Records provided:
--*--

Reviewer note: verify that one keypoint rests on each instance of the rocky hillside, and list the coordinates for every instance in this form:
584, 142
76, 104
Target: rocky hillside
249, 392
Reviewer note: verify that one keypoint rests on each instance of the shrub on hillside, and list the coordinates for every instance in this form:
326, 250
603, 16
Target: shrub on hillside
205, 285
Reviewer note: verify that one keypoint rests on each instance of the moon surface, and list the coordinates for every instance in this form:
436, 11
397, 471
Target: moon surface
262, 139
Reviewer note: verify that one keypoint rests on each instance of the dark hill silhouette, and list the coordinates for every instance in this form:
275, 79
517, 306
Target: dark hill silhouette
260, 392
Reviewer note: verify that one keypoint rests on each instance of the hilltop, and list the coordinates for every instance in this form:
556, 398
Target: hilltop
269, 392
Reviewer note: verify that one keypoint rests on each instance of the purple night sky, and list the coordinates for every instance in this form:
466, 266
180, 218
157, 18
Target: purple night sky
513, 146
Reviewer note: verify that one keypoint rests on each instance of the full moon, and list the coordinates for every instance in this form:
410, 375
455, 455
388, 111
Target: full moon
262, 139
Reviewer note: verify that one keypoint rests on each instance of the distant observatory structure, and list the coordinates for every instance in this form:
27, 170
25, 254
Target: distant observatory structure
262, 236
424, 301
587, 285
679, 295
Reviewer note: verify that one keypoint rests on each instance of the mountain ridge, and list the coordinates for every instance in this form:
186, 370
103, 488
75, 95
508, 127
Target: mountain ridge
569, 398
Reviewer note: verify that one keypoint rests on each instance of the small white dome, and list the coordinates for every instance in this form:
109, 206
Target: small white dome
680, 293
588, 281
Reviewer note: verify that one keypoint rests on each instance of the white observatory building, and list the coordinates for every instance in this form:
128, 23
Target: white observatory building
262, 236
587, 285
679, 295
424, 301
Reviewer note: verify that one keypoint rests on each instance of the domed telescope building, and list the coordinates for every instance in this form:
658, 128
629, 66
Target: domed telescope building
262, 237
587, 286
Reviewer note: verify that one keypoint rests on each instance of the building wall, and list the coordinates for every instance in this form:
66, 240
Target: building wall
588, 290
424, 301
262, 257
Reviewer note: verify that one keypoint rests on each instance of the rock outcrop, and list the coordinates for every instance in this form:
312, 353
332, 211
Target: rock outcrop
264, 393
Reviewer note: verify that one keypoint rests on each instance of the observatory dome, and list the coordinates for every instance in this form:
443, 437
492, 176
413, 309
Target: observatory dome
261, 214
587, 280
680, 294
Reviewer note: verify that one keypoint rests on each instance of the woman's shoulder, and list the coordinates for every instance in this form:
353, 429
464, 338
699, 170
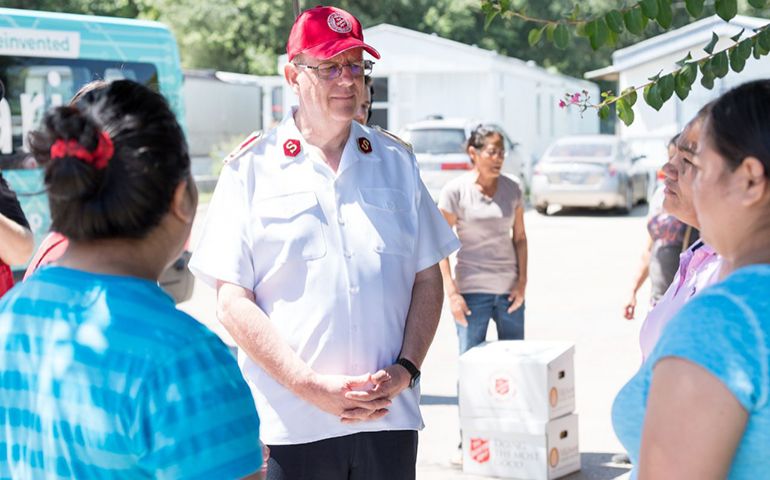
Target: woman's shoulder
734, 314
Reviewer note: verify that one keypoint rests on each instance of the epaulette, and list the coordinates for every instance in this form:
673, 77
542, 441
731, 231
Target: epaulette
244, 147
393, 137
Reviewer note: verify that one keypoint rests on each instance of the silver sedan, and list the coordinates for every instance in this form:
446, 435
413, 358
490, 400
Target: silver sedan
594, 171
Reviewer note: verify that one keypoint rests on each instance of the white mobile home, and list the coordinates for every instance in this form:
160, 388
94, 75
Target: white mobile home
421, 75
632, 66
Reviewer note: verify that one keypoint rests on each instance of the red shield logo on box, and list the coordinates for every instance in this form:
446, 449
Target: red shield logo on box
291, 148
479, 450
502, 386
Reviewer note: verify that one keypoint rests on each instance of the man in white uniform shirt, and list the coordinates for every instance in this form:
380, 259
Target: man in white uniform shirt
324, 245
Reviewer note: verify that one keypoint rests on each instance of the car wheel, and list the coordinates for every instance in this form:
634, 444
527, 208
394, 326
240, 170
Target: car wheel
629, 205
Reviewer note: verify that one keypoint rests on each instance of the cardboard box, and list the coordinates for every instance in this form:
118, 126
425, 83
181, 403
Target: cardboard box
521, 450
518, 379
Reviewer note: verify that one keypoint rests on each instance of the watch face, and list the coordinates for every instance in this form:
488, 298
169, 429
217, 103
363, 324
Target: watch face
415, 381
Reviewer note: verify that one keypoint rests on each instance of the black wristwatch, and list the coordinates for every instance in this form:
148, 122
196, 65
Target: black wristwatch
412, 369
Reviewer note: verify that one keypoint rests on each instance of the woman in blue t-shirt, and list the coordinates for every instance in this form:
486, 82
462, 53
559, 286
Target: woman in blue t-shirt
700, 406
100, 375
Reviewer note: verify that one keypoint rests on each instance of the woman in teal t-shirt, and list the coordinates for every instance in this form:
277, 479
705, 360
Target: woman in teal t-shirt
700, 406
100, 375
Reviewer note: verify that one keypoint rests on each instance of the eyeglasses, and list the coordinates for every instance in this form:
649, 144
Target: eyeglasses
331, 70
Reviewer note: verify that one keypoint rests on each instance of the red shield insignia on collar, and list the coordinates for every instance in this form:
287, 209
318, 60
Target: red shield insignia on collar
291, 148
364, 145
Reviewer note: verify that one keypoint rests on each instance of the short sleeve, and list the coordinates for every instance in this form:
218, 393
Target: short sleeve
448, 199
195, 418
518, 194
9, 204
435, 239
718, 332
223, 251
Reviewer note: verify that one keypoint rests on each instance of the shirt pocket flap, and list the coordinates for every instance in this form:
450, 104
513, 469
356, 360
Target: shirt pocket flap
286, 206
385, 199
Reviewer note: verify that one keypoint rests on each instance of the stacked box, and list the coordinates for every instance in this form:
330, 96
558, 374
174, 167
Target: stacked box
517, 400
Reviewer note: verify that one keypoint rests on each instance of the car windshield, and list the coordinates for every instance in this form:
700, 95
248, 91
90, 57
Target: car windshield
437, 140
590, 152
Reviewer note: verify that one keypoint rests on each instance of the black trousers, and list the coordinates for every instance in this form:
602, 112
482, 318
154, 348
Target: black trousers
361, 456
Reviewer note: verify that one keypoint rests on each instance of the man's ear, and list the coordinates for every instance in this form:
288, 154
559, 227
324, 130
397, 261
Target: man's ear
753, 181
185, 201
290, 73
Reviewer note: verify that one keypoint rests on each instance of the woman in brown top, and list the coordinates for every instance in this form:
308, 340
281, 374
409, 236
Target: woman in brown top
486, 208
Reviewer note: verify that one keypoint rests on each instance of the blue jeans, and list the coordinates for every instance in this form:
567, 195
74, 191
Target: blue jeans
483, 306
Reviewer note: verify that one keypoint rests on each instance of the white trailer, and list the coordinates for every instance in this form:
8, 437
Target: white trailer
423, 75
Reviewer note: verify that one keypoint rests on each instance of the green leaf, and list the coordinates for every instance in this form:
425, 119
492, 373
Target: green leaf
665, 15
764, 38
707, 75
600, 35
682, 86
575, 12
713, 43
604, 112
614, 21
625, 112
633, 20
719, 64
666, 86
534, 36
490, 17
649, 8
689, 73
744, 48
737, 62
549, 31
629, 96
682, 62
759, 49
652, 96
561, 36
726, 9
694, 7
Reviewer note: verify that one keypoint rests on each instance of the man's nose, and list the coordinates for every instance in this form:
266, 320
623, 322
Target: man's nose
347, 77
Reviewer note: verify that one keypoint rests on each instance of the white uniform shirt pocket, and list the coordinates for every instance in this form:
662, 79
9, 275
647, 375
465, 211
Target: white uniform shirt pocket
392, 218
289, 228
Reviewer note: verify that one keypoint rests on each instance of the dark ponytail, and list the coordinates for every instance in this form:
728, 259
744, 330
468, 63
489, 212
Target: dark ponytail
738, 124
132, 193
480, 134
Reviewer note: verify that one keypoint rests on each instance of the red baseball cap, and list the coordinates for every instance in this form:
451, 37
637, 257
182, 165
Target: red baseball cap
323, 32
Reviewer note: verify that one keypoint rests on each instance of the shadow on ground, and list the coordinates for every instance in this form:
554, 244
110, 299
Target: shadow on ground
638, 211
438, 400
598, 466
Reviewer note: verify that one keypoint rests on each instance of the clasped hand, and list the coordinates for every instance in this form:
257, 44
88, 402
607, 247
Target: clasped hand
360, 398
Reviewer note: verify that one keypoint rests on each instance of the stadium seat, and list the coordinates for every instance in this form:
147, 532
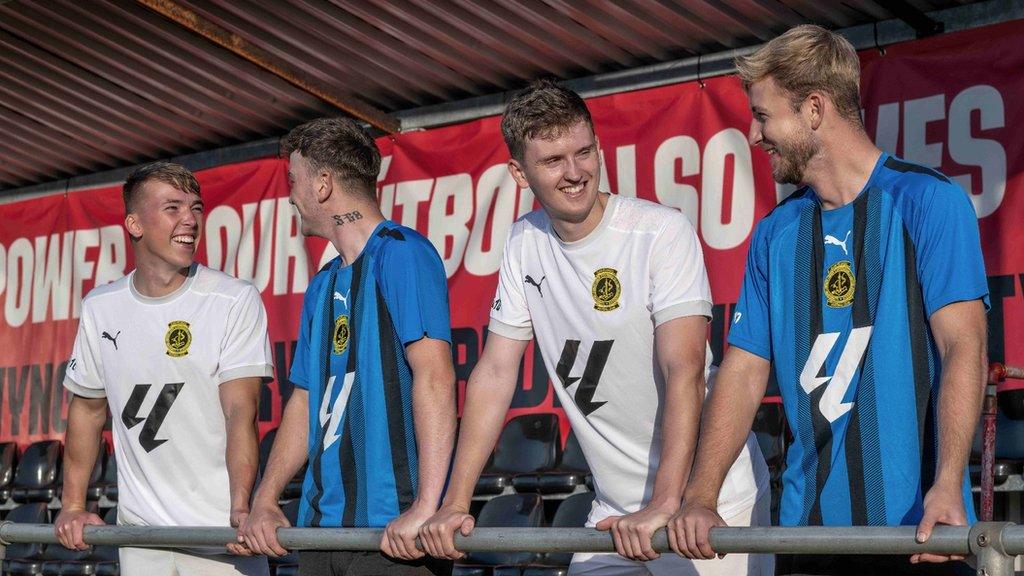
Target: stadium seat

--*--

Copy out exactly the lines between the line that contains "of the shadow" and the last line of the records, both ends included; leave out every picture.

Reviewer note: verify that one keypoint rests on each instance of the shadow on ground, and list the coordinates for every instance in this form:
554, 244
110, 299
Target: shadow on ground
638, 211
438, 400
598, 466
Reviewer note: verify that one keypoint rests on each instance of the clasped hand, and list the coordinates for every instance in this form:
257, 44
88, 402
607, 247
Target: clasped hand
360, 398
Reviewer note: verify that one keypoint rests on each instance of the stadium seat, and list the coordinates for every instance in this form:
147, 532
Target: stadium seat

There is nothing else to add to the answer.